● **Excerpt to read**
**********
# Current processing time for CCW permits in Guilford County, NC



## rts (Sep 12, 2010)

Does anyone know what the current processing time for CCW permits are for Guilford county, NC? I was told at the sheriff's office when I went there on the 10th of this month that it was taking the full 90 days. Was told in the class (unless I misunderstood) that it was taking about two or three weeks.


----------



## bruce333 (Sep 1, 2006)

Sorry I can't answer your question. But if your instructor said they are taking about 2-3 weeks that may be more accurate than the Sheriff's Office. The Sheriff's office isn't going to tell you 2-3 weeks because if somethig happens and it takes the full 90 you'd be upset.


----------



## Couch Potato (Jun 3, 2010)

Here in Orange county it takes 7 weeks when everything is normal. The bulk of that time is allowing response time for background check inquiries. At the six week mark they send the package to the state, then handout the permit the next week.

There is much to be done for the process to be done correctly, but I doubt it will take the full 90 days unless something goes wrong. About half of that is reasonable, and anything less is a bonus. Do take the time to ask if you filled everything out properly when you hand deliver your application.


----------



## js (Jun 29, 2006)

90 days. It took mine exactly 91 business days. 

That being said, the Sheriff's Dept has hired an extra person to help with the permits... So I've heard of some getting theirs a little sooner.


----------



## MitchellB (Aug 14, 2010)

I got my CHP back from Guilford Co. in April and it took about 82 days as I recall. I think you can expect it to take the full 90 days from what I understand for most of them to be processed. They used to just have one woman in there that took care of the entire county's applications.


----------



## rts (Sep 12, 2010)

MitchellB said:


> I got my CHP back from Guilford Co. in April and it took about 82 days as I recall. I think you can expect it to take the full 90 days from what I understand for most of them to be processed. They used to just have one woman in there that took care of the entire county's applications.


Thanks for the replies. Well I guess if it takes 90 days, I will just look at it as a nice Christmas present. I think there are two or three people handling the applications now. So maybe it won't be the full 90.


----------



## rts (Sep 12, 2010)

rts said:


> Thanks for the replies. Well I guess if it takes 90 days, I will just look at it as a nice Christmas present. I think there are two or three people handling the applications now. So maybe it won't be the full 90.


Well it wasn't two weeks. So I will update the actual time it took when it happens. Just for recent info purposes.


----------



## rts (Sep 12, 2010)

After talking with a couple of people that teach ccp classes, it looks like Guilford County is taking the full 90 days to issue permits. If that changes I will post when I got mine.


----------



## SigP229R (Jun 1, 2007)

_Looks like about 85-90 days and the one thing everyone has forgotten to mention is the fact we have a pretty Pro CCW sheriff and I'm voting for him again this election. That's all!!_


----------
**********
● **Extracted information**
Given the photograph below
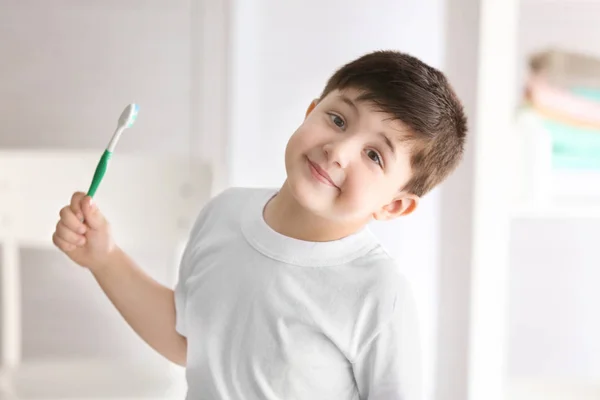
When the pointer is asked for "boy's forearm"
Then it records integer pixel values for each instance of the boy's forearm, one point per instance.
(146, 305)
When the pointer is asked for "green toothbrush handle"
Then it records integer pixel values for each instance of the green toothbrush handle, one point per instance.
(99, 173)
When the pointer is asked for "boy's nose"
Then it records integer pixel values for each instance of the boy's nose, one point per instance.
(340, 152)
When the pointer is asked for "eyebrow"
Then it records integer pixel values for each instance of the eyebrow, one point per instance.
(385, 137)
(348, 101)
(388, 142)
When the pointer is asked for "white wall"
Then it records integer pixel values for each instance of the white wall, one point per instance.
(282, 55)
(67, 70)
(554, 326)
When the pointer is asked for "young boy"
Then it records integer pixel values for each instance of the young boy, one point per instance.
(284, 294)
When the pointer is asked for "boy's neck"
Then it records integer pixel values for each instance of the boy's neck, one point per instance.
(285, 216)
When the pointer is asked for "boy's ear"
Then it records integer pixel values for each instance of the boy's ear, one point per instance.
(311, 106)
(402, 205)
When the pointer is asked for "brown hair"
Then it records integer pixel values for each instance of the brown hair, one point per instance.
(420, 97)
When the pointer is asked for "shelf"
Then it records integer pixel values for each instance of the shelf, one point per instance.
(556, 212)
(76, 380)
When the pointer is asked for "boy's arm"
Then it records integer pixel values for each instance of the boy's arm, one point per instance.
(146, 305)
(389, 368)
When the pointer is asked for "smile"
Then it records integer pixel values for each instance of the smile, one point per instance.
(319, 174)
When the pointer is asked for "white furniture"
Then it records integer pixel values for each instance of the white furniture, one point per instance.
(151, 200)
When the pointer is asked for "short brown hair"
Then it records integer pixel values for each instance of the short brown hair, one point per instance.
(420, 97)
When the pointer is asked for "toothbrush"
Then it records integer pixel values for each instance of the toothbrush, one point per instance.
(126, 120)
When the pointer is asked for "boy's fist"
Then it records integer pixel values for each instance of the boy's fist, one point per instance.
(83, 233)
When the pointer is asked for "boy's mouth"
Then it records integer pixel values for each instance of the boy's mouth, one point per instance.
(320, 174)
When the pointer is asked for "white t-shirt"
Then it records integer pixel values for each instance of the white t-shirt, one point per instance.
(268, 317)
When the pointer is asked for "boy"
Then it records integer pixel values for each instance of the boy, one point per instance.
(284, 294)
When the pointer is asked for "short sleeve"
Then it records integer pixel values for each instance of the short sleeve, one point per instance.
(181, 290)
(390, 366)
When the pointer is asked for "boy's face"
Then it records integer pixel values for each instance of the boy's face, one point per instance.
(346, 162)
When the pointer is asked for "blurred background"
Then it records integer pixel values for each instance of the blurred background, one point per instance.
(503, 256)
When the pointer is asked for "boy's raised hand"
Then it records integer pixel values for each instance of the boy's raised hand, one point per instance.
(83, 233)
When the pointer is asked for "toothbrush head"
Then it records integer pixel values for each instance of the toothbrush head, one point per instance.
(128, 116)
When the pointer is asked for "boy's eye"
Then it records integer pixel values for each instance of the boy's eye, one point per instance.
(374, 156)
(337, 120)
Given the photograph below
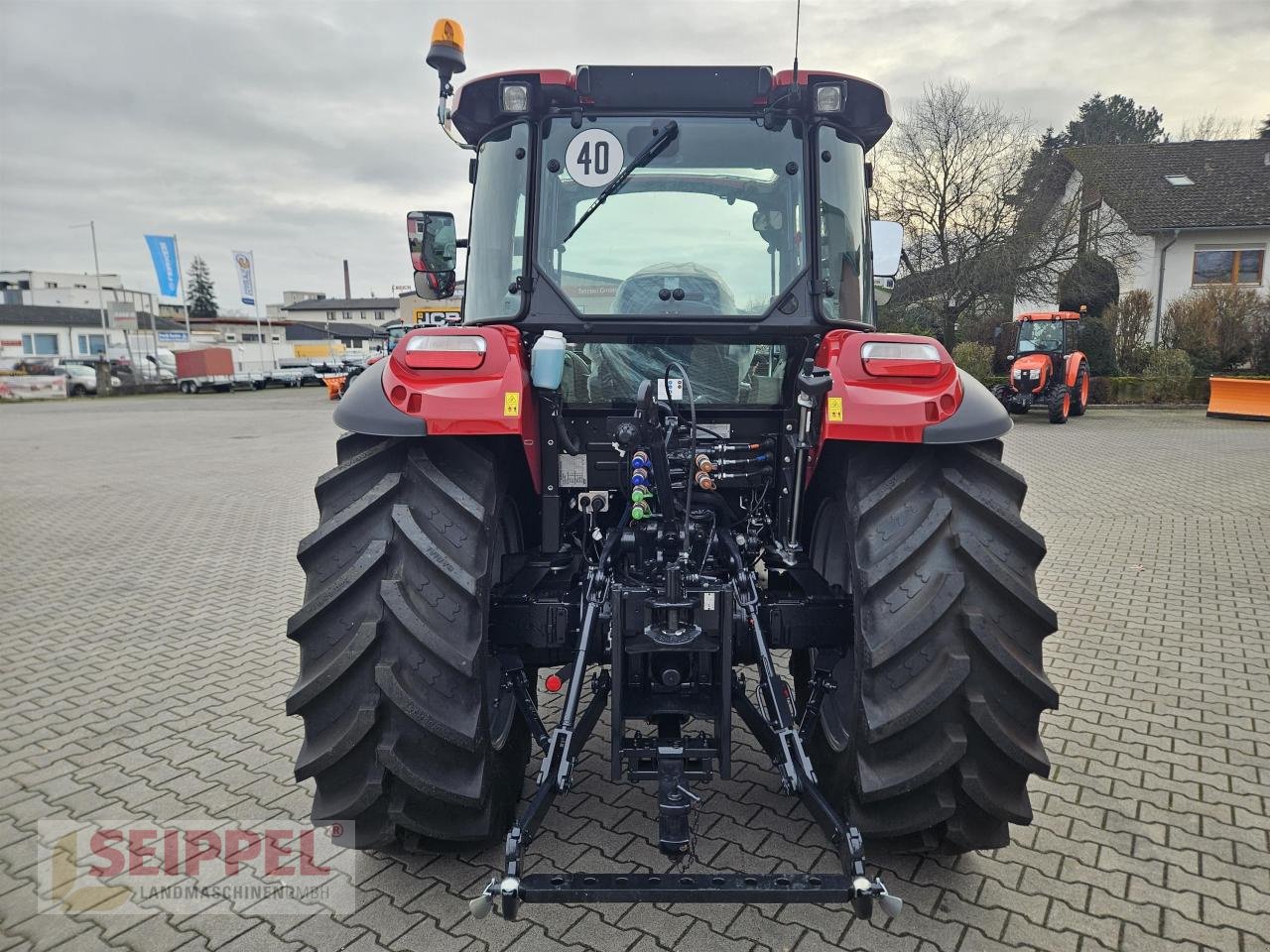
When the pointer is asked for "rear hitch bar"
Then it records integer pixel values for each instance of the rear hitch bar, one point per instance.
(783, 738)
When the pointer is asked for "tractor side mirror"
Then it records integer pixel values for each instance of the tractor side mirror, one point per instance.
(883, 290)
(888, 241)
(434, 253)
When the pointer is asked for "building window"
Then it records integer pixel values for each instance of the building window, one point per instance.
(40, 344)
(1228, 267)
(90, 344)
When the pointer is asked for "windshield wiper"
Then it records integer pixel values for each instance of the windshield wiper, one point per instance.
(648, 154)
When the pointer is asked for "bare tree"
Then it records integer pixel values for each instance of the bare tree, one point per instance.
(949, 175)
(987, 216)
(1211, 127)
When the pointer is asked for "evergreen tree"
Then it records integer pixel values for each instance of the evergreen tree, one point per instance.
(202, 294)
(1111, 121)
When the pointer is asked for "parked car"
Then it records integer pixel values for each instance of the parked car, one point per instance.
(304, 371)
(80, 379)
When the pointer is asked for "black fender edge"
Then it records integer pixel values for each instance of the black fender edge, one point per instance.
(366, 409)
(980, 416)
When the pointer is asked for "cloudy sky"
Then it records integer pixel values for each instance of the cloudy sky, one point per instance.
(305, 130)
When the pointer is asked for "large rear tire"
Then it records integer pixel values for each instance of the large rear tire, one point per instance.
(930, 739)
(1080, 391)
(408, 734)
(1060, 403)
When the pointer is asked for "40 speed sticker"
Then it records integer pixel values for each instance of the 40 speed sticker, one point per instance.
(593, 158)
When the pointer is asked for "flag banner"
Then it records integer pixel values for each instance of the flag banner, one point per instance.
(245, 266)
(163, 252)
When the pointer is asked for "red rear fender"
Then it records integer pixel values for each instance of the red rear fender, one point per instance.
(881, 402)
(463, 391)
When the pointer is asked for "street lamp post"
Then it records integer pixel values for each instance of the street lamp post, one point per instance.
(103, 379)
(100, 294)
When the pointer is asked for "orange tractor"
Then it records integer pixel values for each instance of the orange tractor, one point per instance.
(1046, 367)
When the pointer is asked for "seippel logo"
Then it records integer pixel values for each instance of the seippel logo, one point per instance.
(137, 867)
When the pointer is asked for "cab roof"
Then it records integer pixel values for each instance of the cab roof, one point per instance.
(1048, 316)
(742, 90)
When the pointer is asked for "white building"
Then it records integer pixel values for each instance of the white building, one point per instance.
(1199, 213)
(367, 309)
(30, 330)
(291, 298)
(70, 290)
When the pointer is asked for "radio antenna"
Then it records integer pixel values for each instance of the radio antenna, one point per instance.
(798, 24)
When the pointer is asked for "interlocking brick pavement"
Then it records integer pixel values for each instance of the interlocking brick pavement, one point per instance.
(148, 572)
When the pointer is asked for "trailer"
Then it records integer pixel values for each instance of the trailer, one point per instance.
(212, 368)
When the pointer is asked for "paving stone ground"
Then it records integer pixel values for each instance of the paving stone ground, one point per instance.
(146, 572)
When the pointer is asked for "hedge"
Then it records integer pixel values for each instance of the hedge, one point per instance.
(1128, 390)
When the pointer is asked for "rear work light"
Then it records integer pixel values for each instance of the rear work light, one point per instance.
(894, 358)
(458, 352)
(829, 98)
(515, 96)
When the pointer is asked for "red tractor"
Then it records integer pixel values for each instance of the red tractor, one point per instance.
(667, 467)
(1048, 370)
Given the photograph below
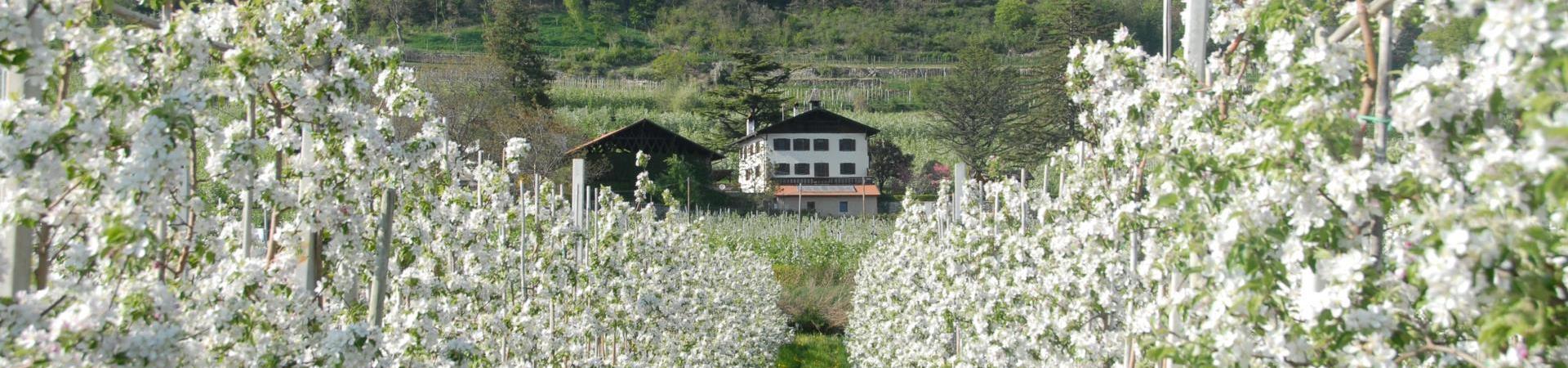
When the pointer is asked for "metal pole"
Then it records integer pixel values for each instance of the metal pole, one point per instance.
(378, 288)
(1196, 38)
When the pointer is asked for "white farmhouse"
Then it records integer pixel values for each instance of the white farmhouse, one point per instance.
(814, 161)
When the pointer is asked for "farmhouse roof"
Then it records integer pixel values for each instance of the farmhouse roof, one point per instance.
(649, 137)
(814, 120)
(826, 191)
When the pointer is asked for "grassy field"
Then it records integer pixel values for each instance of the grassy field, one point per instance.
(814, 351)
(814, 260)
(590, 105)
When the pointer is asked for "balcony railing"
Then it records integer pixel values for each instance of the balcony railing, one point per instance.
(822, 182)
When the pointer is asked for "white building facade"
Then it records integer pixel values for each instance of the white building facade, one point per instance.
(814, 156)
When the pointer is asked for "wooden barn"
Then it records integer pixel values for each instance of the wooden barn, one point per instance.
(612, 156)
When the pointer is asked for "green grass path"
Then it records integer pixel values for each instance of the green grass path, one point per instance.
(816, 351)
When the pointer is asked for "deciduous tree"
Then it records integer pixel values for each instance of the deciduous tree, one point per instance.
(509, 40)
(982, 109)
(753, 92)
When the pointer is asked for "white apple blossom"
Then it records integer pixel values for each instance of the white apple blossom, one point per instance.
(1250, 240)
(151, 267)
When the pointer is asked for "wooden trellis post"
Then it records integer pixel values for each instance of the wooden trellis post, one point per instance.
(378, 286)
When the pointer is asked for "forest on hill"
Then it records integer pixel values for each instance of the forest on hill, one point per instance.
(590, 66)
(635, 32)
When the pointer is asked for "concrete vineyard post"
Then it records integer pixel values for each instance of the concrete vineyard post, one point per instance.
(577, 191)
(16, 240)
(250, 189)
(1196, 38)
(18, 260)
(378, 288)
(960, 189)
(1167, 24)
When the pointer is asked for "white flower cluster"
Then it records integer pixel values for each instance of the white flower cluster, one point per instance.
(143, 271)
(1258, 227)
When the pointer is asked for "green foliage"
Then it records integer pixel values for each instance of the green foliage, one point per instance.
(889, 165)
(599, 61)
(455, 40)
(574, 8)
(982, 112)
(1013, 13)
(675, 65)
(688, 182)
(816, 298)
(1452, 38)
(751, 92)
(509, 40)
(814, 351)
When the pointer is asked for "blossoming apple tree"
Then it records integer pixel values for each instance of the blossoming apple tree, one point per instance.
(1249, 221)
**********
● **Goal of the exercise**
In the thread on Guilford County permit processing times, why does bruce333 say the Sheriff's Office would not tell an applicant to expect two to three weeks? Answer in one to three sentences.

● **Result of this exercise**
If the office promised two to three weeks and something went wrong so that the permit took the full 90 days, the applicant would be upset. For that reason, bruce333 suggests the instructor's estimate of two to three weeks may be more accurate than the office's.